◆ Dataset
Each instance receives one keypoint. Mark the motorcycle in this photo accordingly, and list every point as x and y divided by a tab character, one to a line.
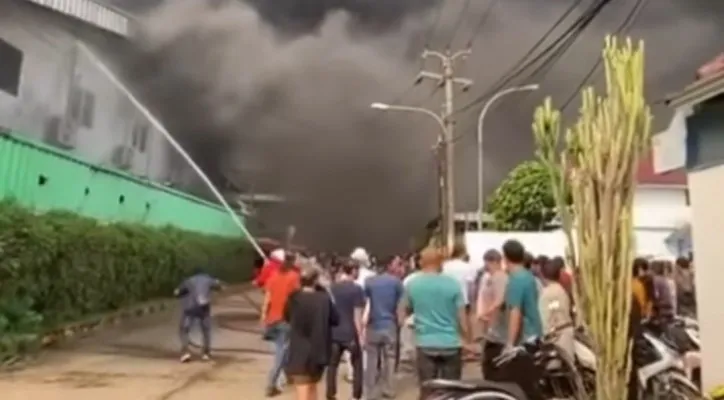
559	378
661	369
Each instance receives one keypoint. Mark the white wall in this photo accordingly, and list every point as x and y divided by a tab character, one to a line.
707	192
660	207
46	40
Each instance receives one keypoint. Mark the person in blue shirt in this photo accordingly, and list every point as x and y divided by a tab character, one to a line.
440	320
523	324
383	293
195	294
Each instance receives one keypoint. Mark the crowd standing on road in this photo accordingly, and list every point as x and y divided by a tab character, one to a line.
423	309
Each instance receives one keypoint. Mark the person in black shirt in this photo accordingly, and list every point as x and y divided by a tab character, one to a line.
311	315
349	299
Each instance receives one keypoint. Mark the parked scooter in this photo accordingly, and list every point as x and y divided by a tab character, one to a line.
559	378
661	369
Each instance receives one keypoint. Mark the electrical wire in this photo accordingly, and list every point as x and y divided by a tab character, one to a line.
486	14
458	23
428	38
525	63
628	22
554	52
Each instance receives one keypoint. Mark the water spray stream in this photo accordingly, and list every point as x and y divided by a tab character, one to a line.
156	123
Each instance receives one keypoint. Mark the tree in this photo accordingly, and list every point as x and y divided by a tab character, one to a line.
524	200
597	167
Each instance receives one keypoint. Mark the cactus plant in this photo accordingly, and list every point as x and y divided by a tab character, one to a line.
595	163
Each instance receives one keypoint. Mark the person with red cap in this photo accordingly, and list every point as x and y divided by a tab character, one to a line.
270	267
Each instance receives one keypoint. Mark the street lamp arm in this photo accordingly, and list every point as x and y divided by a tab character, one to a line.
481	119
438	119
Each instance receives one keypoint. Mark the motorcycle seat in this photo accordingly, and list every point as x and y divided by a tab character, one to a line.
475	385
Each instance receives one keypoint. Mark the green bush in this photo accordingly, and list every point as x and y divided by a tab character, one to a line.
59	267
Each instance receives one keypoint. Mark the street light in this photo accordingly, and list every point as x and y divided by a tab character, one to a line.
393	107
481	118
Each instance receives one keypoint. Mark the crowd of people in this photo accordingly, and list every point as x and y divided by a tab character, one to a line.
432	310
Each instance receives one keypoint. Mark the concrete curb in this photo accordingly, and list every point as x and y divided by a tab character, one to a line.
116	318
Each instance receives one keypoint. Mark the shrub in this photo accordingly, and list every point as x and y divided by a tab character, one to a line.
59	267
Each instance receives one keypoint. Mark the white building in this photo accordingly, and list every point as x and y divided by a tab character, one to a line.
661	208
51	91
695	141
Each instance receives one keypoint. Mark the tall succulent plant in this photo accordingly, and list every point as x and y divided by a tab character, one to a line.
594	164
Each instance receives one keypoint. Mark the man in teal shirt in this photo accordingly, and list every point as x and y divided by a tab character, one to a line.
523	324
441	324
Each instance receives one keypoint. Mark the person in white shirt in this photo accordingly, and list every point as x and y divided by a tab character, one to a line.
362	259
407	334
462	271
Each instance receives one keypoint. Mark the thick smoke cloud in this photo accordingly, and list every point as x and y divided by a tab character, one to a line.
274	94
291	116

◆ Task brief
Nothing but an exact repeat of the records, pictures excluded, belongs in the answer.

◆ Solution below
Each instance receives one keypoint. Mark the motorcycle in this photo accordingly, and list every point as x and y divided by a tab character, one to a line.
559	378
661	369
Each instance receives one keypoint. Mark the white wall in this photo accordingly, and list every point as x and y divided by a tab character, one to a line.
707	192
660	207
46	40
Each instance receives one keypoint. Mark the person in blue shirt in this photo accordingly, and list every point as x and y divided by a tab character, one to a line.
440	320
523	324
383	293
195	294
Each instance receives one keypoint. Mark the crowd standing on road in this photo accordingly, and list every point as x and y divided by a tab character, one to a line.
423	309
Each instance receives one keypoint. Mark the person in black shirt in this photo accordingly, and list every point as x and y divided by a tab character, one to a line.
311	315
349	299
Each instance receives one keypoint. Mark the parked scooter in this photo accordingly, and list every point as x and y divided by a tab character, one to a line.
559	378
661	369
Each instance receives one keypoint. Mark the electrical wire in this photo accordingly, and list every point as x and y divided by a tab character, one to a line.
486	14
458	23
428	38
525	63
628	22
554	52
Each instance receives one keypoint. Mark the water spray stream in this photo accordingly, and list every point as x and y divided by a tab character, one to a line.
156	123
Each instance receives one keypoint. Mark the tree in this photo accordingly, and list every point as x and y divided by a tab character, one to a line.
524	200
597	167
Each instance receives one keypoint. Mark the cactus plant in this photo accordingly, and list every point as x and y divided by a tab character, one to a line.
595	163
Each instance receives one keypoint. Mark the person with red cap in this photo accordingly, and list every point as x and y divided by a tab character, one to a line.
270	267
Each instance receives one keypoint. Mark the street lamp arm in this photo accordingly, and list every point as x and y divided by a tab character, one to a line.
481	119
438	119
Each instance receives one keypoint. Mark the motorcycle seat in this photo accordingly, and list every point as x and y divided by a tab character, one to a line.
475	385
Each instance receives one keypoint. Mark the green bush in this photo accordingly, and list every point as x and y divided by a tab character, one to a line.
59	267
Each instance receives one keypoint. Mark the street light in this photo accordingly, and list every point as x and y divided by a tab character, one to a line.
393	107
481	118
Each instance receives one keypoint. Mark the crowd of people in this photo accordingly, and list every point as x and y divided by a tab character, one to a line.
432	310
Each instance receives one keypoint. Mark the concrete curb in this photo accordingly, and list every point as x and y divided by a tab character, one to a line.
116	318
Each instance receives one keypoint. Mark the shrub in this photo accordingly, and list every point as x and y divided by a tab character, one to a line.
59	267
Each instance receives one keypoint. Mark the white building in this photo accordingly, and list every point as x and y divided by a tab character, one to a line.
661	208
51	91
695	141
Each instance receives one keypoint. Mark the tall succulent plant in this photo accordingly, and list every point as x and y divided by a tab character, one to a line.
594	164
Each instance receives one keypoint. Mark the man in teal shirt in this photo accordingly, and list every point as x and y divided by a tab character, one to a line.
523	324
441	324
Each instance receives one keypoint. Mark the person in white shirt in this photo accordingly, and list every point as x and y divided by a tab character, one to a line.
362	259
407	334
462	271
Each instance receives one keypoint. Mark the thick smoke cloud in this photo accordingly, and list every point as x and y divided by a tab character, one to a line.
274	94
291	116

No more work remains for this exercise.